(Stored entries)
[start]

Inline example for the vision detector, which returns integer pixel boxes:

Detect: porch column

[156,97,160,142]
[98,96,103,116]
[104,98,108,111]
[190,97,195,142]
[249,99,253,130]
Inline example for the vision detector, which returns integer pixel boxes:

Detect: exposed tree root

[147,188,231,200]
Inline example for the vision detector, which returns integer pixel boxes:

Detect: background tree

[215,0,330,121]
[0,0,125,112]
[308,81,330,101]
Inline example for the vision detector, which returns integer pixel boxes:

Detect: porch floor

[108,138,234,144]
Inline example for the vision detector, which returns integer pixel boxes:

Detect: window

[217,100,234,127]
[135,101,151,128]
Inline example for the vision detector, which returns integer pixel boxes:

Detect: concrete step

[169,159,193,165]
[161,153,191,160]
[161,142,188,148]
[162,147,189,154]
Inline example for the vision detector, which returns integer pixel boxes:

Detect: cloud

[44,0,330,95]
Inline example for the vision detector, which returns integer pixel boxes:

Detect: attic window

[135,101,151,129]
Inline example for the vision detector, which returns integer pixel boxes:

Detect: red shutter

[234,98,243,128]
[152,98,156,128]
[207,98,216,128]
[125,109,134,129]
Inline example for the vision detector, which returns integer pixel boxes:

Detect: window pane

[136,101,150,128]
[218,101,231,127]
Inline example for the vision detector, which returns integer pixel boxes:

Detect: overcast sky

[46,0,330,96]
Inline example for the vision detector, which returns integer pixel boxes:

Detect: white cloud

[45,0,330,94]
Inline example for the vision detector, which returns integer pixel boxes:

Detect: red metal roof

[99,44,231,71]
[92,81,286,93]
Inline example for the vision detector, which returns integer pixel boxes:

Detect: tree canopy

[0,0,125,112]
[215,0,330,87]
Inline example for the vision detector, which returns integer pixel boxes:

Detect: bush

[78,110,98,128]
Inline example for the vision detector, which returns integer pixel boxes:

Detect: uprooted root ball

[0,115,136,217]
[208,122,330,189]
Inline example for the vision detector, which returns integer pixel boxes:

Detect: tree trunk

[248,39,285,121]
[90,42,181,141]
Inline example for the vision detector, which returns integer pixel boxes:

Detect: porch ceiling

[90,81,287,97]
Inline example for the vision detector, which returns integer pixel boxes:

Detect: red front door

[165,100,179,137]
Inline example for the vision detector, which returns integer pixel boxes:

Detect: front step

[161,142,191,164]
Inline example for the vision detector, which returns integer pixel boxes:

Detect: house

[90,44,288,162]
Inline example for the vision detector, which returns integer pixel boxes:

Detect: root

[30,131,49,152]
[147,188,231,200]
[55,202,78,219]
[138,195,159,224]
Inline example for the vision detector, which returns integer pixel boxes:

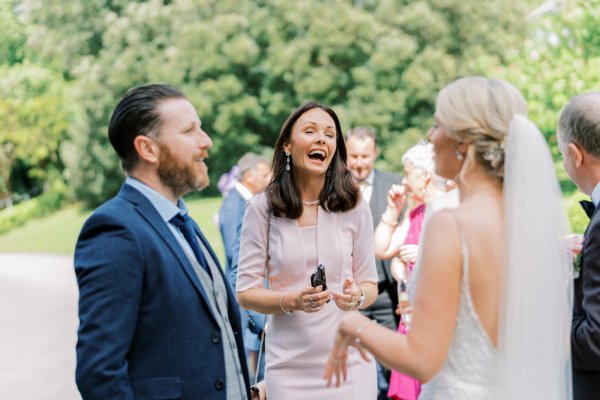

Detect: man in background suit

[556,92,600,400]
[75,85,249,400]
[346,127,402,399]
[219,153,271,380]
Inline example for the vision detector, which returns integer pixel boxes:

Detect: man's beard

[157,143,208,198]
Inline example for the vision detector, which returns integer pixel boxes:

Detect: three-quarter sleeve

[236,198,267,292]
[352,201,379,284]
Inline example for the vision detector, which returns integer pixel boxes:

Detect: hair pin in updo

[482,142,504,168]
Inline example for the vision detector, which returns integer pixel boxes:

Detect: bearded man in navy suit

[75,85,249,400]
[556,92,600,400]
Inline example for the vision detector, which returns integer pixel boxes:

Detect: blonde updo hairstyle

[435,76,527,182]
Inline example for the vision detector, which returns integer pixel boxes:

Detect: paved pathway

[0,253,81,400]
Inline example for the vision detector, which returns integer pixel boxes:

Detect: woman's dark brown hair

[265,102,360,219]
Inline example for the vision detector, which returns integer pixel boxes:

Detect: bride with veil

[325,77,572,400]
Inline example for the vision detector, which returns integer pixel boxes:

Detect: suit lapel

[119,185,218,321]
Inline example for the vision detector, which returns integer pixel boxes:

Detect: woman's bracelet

[end]

Show each line of the records above that contains the string "root".

Detect: exposed tree root
Detect: uprooted root ball
Detect: root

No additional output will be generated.